Repeat the lines below exactly as written, please, from the line with "You are given a photograph. Locate the sky" to the line with "You are given a photograph. Locate the weathered", both lines included, and no others.
+++++
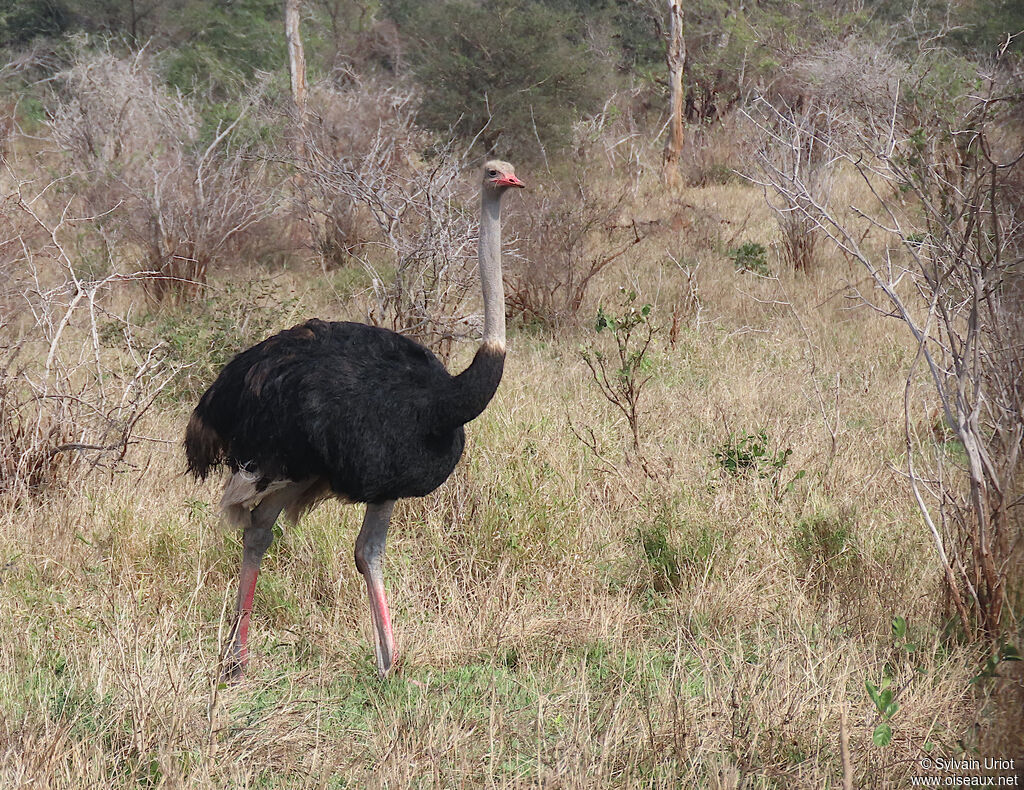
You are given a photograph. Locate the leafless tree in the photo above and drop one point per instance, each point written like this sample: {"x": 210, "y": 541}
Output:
{"x": 76, "y": 378}
{"x": 134, "y": 158}
{"x": 364, "y": 164}
{"x": 942, "y": 240}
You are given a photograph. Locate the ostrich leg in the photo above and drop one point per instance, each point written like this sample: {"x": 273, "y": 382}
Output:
{"x": 255, "y": 541}
{"x": 369, "y": 552}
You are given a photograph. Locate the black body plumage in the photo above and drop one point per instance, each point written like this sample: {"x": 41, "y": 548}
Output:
{"x": 370, "y": 412}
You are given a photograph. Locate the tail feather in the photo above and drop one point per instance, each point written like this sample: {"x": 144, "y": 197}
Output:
{"x": 204, "y": 447}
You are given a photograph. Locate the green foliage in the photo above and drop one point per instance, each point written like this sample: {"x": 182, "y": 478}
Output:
{"x": 824, "y": 545}
{"x": 205, "y": 336}
{"x": 749, "y": 453}
{"x": 515, "y": 69}
{"x": 882, "y": 697}
{"x": 674, "y": 547}
{"x": 622, "y": 380}
{"x": 23, "y": 22}
{"x": 1005, "y": 652}
{"x": 226, "y": 44}
{"x": 751, "y": 256}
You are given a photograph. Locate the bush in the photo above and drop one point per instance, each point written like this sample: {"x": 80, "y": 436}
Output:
{"x": 513, "y": 71}
{"x": 135, "y": 158}
{"x": 751, "y": 256}
{"x": 565, "y": 241}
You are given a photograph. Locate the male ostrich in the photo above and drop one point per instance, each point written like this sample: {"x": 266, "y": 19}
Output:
{"x": 345, "y": 410}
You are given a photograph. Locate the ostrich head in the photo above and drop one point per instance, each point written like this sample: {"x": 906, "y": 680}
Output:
{"x": 500, "y": 175}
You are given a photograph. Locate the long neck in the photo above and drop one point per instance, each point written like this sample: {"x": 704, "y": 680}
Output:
{"x": 489, "y": 252}
{"x": 472, "y": 389}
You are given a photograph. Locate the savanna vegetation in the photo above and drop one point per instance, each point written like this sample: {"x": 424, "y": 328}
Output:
{"x": 748, "y": 509}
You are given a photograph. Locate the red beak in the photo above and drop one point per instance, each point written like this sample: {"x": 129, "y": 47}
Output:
{"x": 509, "y": 180}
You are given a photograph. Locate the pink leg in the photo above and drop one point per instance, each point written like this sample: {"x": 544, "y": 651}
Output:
{"x": 255, "y": 540}
{"x": 369, "y": 553}
{"x": 383, "y": 637}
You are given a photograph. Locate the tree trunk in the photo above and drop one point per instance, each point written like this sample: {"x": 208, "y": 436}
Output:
{"x": 296, "y": 59}
{"x": 676, "y": 57}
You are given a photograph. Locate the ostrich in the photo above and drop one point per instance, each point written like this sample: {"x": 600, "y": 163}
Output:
{"x": 345, "y": 410}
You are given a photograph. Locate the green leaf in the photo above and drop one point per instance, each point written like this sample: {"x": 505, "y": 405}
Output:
{"x": 872, "y": 692}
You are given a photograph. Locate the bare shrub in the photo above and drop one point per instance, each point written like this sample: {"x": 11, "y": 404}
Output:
{"x": 74, "y": 380}
{"x": 135, "y": 159}
{"x": 826, "y": 94}
{"x": 423, "y": 252}
{"x": 943, "y": 169}
{"x": 566, "y": 240}
{"x": 353, "y": 118}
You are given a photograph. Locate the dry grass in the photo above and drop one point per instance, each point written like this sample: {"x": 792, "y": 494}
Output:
{"x": 564, "y": 619}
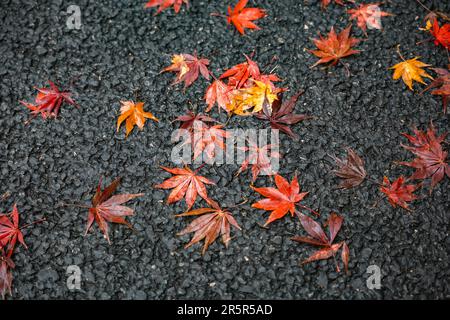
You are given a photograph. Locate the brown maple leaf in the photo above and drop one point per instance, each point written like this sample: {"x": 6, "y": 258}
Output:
{"x": 335, "y": 47}
{"x": 282, "y": 199}
{"x": 399, "y": 193}
{"x": 212, "y": 223}
{"x": 164, "y": 4}
{"x": 6, "y": 264}
{"x": 134, "y": 114}
{"x": 281, "y": 114}
{"x": 185, "y": 183}
{"x": 242, "y": 18}
{"x": 441, "y": 86}
{"x": 49, "y": 101}
{"x": 188, "y": 67}
{"x": 351, "y": 170}
{"x": 108, "y": 208}
{"x": 259, "y": 159}
{"x": 368, "y": 15}
{"x": 218, "y": 92}
{"x": 320, "y": 239}
{"x": 325, "y": 3}
{"x": 431, "y": 159}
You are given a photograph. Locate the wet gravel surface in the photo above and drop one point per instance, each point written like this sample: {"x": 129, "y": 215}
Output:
{"x": 120, "y": 50}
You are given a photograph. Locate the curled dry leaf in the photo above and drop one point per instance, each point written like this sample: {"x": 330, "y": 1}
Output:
{"x": 431, "y": 159}
{"x": 368, "y": 15}
{"x": 6, "y": 264}
{"x": 280, "y": 200}
{"x": 164, "y": 4}
{"x": 108, "y": 208}
{"x": 48, "y": 102}
{"x": 188, "y": 67}
{"x": 242, "y": 18}
{"x": 410, "y": 70}
{"x": 212, "y": 223}
{"x": 399, "y": 193}
{"x": 325, "y": 3}
{"x": 351, "y": 170}
{"x": 317, "y": 237}
{"x": 10, "y": 231}
{"x": 185, "y": 184}
{"x": 259, "y": 159}
{"x": 134, "y": 115}
{"x": 441, "y": 86}
{"x": 335, "y": 47}
{"x": 281, "y": 114}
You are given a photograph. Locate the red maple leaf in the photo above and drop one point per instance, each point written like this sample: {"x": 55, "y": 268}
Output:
{"x": 325, "y": 3}
{"x": 441, "y": 35}
{"x": 243, "y": 18}
{"x": 259, "y": 159}
{"x": 108, "y": 208}
{"x": 280, "y": 200}
{"x": 185, "y": 183}
{"x": 188, "y": 67}
{"x": 281, "y": 115}
{"x": 164, "y": 4}
{"x": 218, "y": 92}
{"x": 431, "y": 159}
{"x": 6, "y": 264}
{"x": 212, "y": 223}
{"x": 335, "y": 47}
{"x": 399, "y": 193}
{"x": 368, "y": 15}
{"x": 320, "y": 239}
{"x": 351, "y": 170}
{"x": 48, "y": 101}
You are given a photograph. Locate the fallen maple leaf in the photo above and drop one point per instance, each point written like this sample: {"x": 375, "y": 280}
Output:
{"x": 259, "y": 159}
{"x": 164, "y": 4}
{"x": 320, "y": 239}
{"x": 185, "y": 183}
{"x": 351, "y": 170}
{"x": 49, "y": 101}
{"x": 6, "y": 264}
{"x": 188, "y": 68}
{"x": 335, "y": 47}
{"x": 134, "y": 114}
{"x": 431, "y": 159}
{"x": 243, "y": 18}
{"x": 108, "y": 208}
{"x": 325, "y": 3}
{"x": 212, "y": 223}
{"x": 10, "y": 231}
{"x": 368, "y": 15}
{"x": 399, "y": 193}
{"x": 410, "y": 70}
{"x": 441, "y": 34}
{"x": 250, "y": 100}
{"x": 441, "y": 86}
{"x": 218, "y": 92}
{"x": 280, "y": 200}
{"x": 281, "y": 114}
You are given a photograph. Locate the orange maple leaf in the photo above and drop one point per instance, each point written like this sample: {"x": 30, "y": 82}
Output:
{"x": 334, "y": 47}
{"x": 242, "y": 17}
{"x": 282, "y": 199}
{"x": 164, "y": 4}
{"x": 134, "y": 114}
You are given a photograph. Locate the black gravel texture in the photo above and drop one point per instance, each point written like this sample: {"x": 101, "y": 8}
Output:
{"x": 117, "y": 55}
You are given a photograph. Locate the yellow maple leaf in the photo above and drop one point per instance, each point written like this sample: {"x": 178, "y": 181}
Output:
{"x": 250, "y": 100}
{"x": 134, "y": 114}
{"x": 410, "y": 70}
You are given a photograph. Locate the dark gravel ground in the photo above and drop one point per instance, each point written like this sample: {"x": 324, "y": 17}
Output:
{"x": 121, "y": 48}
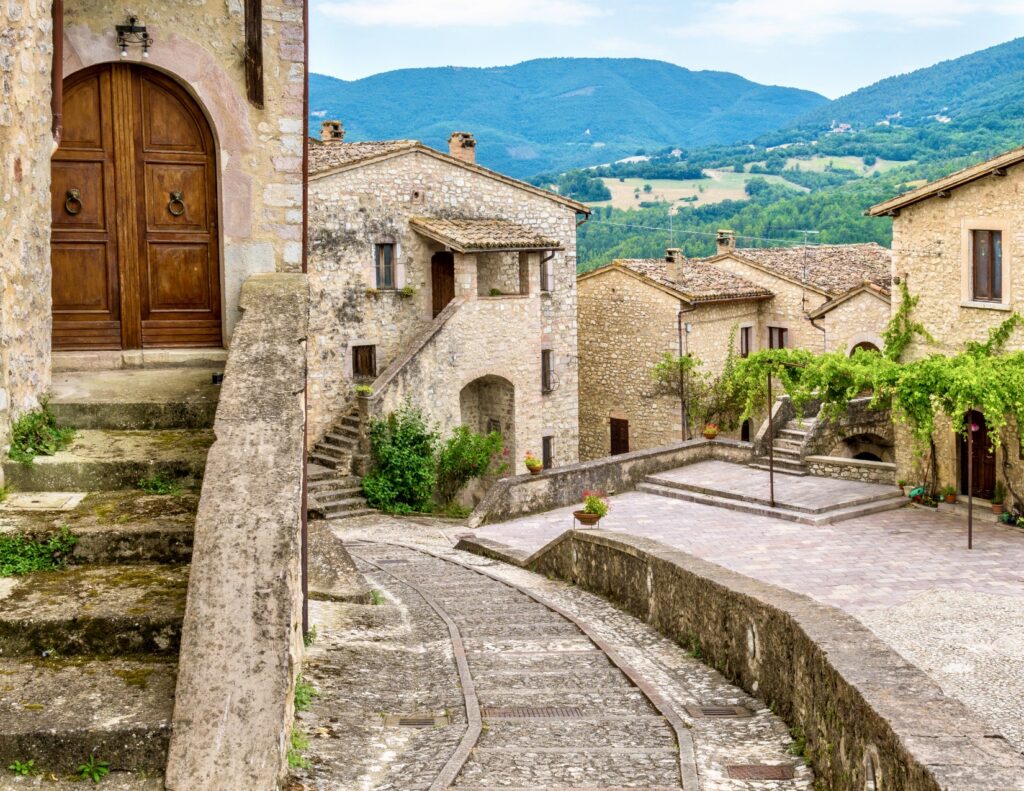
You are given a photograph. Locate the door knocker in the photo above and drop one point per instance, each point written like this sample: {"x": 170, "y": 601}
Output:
{"x": 73, "y": 202}
{"x": 176, "y": 205}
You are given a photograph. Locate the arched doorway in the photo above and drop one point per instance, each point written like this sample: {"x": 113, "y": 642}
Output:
{"x": 983, "y": 463}
{"x": 134, "y": 247}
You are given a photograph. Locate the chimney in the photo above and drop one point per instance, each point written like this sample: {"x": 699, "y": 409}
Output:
{"x": 462, "y": 146}
{"x": 726, "y": 241}
{"x": 332, "y": 131}
{"x": 674, "y": 263}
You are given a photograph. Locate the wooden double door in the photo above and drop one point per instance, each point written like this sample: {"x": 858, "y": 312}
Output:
{"x": 134, "y": 245}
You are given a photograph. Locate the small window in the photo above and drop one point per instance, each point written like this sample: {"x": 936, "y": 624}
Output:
{"x": 547, "y": 375}
{"x": 778, "y": 337}
{"x": 986, "y": 265}
{"x": 384, "y": 263}
{"x": 547, "y": 454}
{"x": 365, "y": 362}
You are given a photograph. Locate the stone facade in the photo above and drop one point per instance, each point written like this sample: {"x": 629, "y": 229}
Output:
{"x": 931, "y": 238}
{"x": 26, "y": 122}
{"x": 430, "y": 361}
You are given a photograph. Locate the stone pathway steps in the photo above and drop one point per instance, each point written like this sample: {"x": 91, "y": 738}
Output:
{"x": 538, "y": 704}
{"x": 88, "y": 654}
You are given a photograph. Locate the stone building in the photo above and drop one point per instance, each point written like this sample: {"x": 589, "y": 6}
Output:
{"x": 954, "y": 244}
{"x": 435, "y": 280}
{"x": 153, "y": 159}
{"x": 632, "y": 311}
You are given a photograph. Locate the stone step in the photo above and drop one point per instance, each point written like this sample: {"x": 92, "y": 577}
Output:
{"x": 58, "y": 711}
{"x": 779, "y": 511}
{"x": 103, "y": 460}
{"x": 93, "y": 610}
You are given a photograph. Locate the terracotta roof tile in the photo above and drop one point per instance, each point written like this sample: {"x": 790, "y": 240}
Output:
{"x": 468, "y": 236}
{"x": 700, "y": 281}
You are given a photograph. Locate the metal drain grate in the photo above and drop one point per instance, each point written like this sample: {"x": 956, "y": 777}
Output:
{"x": 719, "y": 711}
{"x": 409, "y": 720}
{"x": 527, "y": 712}
{"x": 759, "y": 772}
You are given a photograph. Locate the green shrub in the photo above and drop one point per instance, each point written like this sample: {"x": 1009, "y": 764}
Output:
{"x": 403, "y": 472}
{"x": 464, "y": 456}
{"x": 37, "y": 433}
{"x": 25, "y": 555}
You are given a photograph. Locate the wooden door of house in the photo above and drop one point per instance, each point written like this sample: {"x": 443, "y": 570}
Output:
{"x": 441, "y": 280}
{"x": 620, "y": 435}
{"x": 134, "y": 246}
{"x": 983, "y": 463}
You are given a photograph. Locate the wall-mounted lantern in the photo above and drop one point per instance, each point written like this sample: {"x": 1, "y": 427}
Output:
{"x": 133, "y": 33}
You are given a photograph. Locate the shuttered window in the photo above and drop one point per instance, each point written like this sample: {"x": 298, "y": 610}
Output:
{"x": 986, "y": 264}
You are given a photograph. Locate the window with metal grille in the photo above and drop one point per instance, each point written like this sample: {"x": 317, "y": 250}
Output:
{"x": 384, "y": 263}
{"x": 778, "y": 337}
{"x": 547, "y": 374}
{"x": 986, "y": 265}
{"x": 365, "y": 362}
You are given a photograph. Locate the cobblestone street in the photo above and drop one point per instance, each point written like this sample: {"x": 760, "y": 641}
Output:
{"x": 514, "y": 681}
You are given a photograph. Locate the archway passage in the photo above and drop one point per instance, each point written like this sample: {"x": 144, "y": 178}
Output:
{"x": 134, "y": 250}
{"x": 983, "y": 464}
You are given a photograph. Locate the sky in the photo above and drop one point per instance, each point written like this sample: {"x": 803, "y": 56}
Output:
{"x": 828, "y": 46}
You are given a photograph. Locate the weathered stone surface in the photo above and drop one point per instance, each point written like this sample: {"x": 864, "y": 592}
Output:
{"x": 242, "y": 640}
{"x": 518, "y": 496}
{"x": 850, "y": 694}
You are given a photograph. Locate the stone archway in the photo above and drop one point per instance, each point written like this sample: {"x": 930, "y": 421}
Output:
{"x": 487, "y": 404}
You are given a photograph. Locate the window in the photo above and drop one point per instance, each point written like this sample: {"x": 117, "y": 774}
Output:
{"x": 384, "y": 264}
{"x": 778, "y": 337}
{"x": 547, "y": 454}
{"x": 986, "y": 265}
{"x": 365, "y": 362}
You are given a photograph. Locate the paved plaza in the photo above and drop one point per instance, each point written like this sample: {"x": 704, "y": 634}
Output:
{"x": 906, "y": 574}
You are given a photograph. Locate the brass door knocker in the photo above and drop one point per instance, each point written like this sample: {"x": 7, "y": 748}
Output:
{"x": 73, "y": 202}
{"x": 176, "y": 205}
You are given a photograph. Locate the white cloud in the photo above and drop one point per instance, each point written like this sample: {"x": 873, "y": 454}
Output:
{"x": 442, "y": 13}
{"x": 765, "y": 21}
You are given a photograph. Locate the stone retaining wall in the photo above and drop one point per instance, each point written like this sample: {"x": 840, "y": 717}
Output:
{"x": 518, "y": 496}
{"x": 242, "y": 638}
{"x": 861, "y": 707}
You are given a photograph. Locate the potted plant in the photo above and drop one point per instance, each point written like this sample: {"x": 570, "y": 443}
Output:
{"x": 998, "y": 496}
{"x": 595, "y": 507}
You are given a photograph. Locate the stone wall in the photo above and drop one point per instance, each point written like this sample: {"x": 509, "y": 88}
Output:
{"x": 930, "y": 249}
{"x": 242, "y": 637}
{"x": 26, "y": 123}
{"x": 862, "y": 708}
{"x": 626, "y": 325}
{"x": 522, "y": 495}
{"x": 352, "y": 209}
{"x": 201, "y": 44}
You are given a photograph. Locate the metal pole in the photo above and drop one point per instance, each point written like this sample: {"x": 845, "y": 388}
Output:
{"x": 771, "y": 453}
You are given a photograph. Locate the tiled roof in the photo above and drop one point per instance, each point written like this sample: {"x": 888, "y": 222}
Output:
{"x": 699, "y": 281}
{"x": 832, "y": 268}
{"x": 467, "y": 236}
{"x": 332, "y": 155}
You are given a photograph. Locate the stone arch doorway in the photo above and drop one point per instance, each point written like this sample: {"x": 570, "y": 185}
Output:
{"x": 135, "y": 244}
{"x": 487, "y": 404}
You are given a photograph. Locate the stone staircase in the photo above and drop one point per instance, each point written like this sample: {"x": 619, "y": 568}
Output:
{"x": 333, "y": 491}
{"x": 88, "y": 654}
{"x": 785, "y": 448}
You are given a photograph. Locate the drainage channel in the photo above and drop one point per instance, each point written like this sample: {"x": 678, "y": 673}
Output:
{"x": 549, "y": 703}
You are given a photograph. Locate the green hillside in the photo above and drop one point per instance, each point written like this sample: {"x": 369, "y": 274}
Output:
{"x": 555, "y": 114}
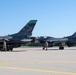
+++++
*RESULT OF THIS TASK:*
You are given a photograph. Locate the sky in the photo above and drop one point per instance, each point written like this sample: {"x": 803, "y": 56}
Output:
{"x": 828, "y": 46}
You are given a photograph. Locate the weathered stone surface in the photo above and drop one point per instance, each point written like this sample: {"x": 864, "y": 592}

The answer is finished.